PAGE EXTRACT
▬▬▬▬▬▬
It was really weird the night we got here. We flew from Bagram to here in a British helicopter. After a very low-level flight lasting about one and a half hours, we were met on the ground by some Brits and some Special Forces guys. They drove us the rest of the way here, zigzagging through gates, walls and barricades. It was dark, but you could see the local militia types manning the checkpoints. We drove through a huge iron gate (almost like coming inside a castle or something) into a large enclosed fort.

It seems that the only decent room left was essentially an old stable or something. We had to sleep on the dirt and straw in a very dirty room. The building and compound itself are made from wood, mud and straw. It is impossible to stay clean!

We have two or three locals that feed us breakfast and dinner. Plus tea whenever you want. All the cooking is done over a brick oven they built the first day or two. The tea is really good (very sweet!) and the food has ranged from excellent to disgusting. Keeps you guessing!

We have a few generators around to keep things lit and to run our equipment but not much else. We didn't actually bring much. We were rushed and pushed down here without proper planning and coordination. We were told we could take 300 pounds, including body weight. 

I feel safer now that I'm here. The buildings and surrounding area are better than we thought before coming. Plus, there are some real "heavy hitter" guys here. It's been really strange. At each place I go to, I go through a phase when I have to adjust. I was afraid in Uzbekistan. Then a little more in Bagram. Then when I got here I was really scared. But you adjust.

April 24, 2002 
Did I mention this place sucks? We are so isolated. The guerrillas and the Northern Alliance are nice and easygoing. But we are tired of the food: yellow rice, beans, flat bread and daily "mystery meat." I've seen two chickens killed, but I've yet to see or taste anything like chicken served to us. Hmm.
▬▬▬▬▬▬
STORED RECORDS
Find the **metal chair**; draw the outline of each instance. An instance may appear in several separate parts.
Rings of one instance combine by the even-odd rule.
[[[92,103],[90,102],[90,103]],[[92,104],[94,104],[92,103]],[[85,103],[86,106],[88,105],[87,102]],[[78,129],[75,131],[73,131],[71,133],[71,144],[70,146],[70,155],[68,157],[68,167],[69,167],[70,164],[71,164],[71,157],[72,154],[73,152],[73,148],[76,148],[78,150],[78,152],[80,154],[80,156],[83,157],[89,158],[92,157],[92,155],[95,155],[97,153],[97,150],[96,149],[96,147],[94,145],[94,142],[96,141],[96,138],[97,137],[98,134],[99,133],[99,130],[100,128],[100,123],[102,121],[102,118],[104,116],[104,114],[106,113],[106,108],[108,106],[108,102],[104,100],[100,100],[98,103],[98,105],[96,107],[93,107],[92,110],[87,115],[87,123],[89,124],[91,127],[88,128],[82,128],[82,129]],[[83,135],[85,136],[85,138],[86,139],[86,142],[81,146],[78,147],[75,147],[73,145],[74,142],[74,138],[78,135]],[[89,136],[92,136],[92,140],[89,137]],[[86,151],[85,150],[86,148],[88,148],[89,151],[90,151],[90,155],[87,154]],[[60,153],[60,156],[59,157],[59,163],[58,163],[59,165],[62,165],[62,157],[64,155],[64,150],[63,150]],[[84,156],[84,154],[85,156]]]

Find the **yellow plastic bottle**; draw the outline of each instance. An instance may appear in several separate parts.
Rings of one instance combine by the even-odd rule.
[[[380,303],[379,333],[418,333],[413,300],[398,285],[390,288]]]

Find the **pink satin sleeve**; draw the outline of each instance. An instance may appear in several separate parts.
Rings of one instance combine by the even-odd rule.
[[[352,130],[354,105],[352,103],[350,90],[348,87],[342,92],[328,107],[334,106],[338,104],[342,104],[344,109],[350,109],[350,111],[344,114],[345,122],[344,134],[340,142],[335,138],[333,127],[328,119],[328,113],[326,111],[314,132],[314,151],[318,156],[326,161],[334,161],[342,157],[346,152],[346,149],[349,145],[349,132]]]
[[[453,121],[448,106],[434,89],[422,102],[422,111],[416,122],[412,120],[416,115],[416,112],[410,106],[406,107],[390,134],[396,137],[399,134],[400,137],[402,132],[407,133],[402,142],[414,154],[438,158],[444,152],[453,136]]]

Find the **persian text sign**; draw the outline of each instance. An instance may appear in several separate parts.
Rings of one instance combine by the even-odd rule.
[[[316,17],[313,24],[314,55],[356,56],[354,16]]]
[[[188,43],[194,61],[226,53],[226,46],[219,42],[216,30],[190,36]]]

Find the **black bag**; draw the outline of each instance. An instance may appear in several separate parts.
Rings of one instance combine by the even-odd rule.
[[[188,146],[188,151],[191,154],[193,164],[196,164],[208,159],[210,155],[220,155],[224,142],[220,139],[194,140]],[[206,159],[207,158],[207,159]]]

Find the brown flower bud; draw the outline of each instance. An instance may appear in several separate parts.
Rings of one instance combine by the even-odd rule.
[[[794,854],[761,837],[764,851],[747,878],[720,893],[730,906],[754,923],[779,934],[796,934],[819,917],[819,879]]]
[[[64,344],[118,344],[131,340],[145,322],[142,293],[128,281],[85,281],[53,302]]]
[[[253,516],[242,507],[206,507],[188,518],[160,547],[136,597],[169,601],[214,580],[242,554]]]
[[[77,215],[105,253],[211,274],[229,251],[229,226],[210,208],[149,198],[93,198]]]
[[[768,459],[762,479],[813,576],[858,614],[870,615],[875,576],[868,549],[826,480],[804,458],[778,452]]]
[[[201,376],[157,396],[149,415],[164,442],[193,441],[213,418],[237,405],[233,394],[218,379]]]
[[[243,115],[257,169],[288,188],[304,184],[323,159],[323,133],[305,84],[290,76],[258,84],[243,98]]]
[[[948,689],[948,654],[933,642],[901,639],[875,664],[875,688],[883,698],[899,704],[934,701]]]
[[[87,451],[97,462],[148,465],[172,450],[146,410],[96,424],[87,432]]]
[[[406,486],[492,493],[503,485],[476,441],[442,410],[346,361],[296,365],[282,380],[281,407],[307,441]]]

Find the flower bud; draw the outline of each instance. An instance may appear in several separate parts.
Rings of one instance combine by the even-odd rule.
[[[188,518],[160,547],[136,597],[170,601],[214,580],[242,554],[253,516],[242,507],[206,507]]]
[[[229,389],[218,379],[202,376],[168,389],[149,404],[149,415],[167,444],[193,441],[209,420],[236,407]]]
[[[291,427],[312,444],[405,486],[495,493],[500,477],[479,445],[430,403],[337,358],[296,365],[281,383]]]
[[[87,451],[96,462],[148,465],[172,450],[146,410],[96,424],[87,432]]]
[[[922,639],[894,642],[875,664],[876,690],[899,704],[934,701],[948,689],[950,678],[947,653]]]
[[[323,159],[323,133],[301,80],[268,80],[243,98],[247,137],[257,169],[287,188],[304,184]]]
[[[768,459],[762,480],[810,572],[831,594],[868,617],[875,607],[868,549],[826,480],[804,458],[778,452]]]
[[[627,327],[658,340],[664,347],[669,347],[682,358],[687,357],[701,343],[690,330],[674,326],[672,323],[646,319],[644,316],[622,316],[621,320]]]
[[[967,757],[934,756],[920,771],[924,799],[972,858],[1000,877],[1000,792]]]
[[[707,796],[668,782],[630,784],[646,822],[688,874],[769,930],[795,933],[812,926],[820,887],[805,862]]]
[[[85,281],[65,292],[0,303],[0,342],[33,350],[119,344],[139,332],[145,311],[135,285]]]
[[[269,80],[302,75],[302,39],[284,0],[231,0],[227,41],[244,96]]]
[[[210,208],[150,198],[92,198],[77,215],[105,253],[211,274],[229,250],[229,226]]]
▬▬▬▬▬▬
WORK TO DO
a: Translate this sentence from the diary excerpt into Spanish: "We had to sleep on the dirt and straw in a very dirty room."
b: Answer these questions using the diary excerpt:
(i) Whose helicopter carried the writer's group from Bagram?
(ii) What is all the cooking done over?
(iii) How much weight were they told they could take?

SET OF ANSWERS
a: Tuvimos que dormir sobre la tierra y la paja en una habitación muy sucia.

b:
(i) A British helicopter.
(ii) A brick oven.
(iii) 300 pounds, including body weight.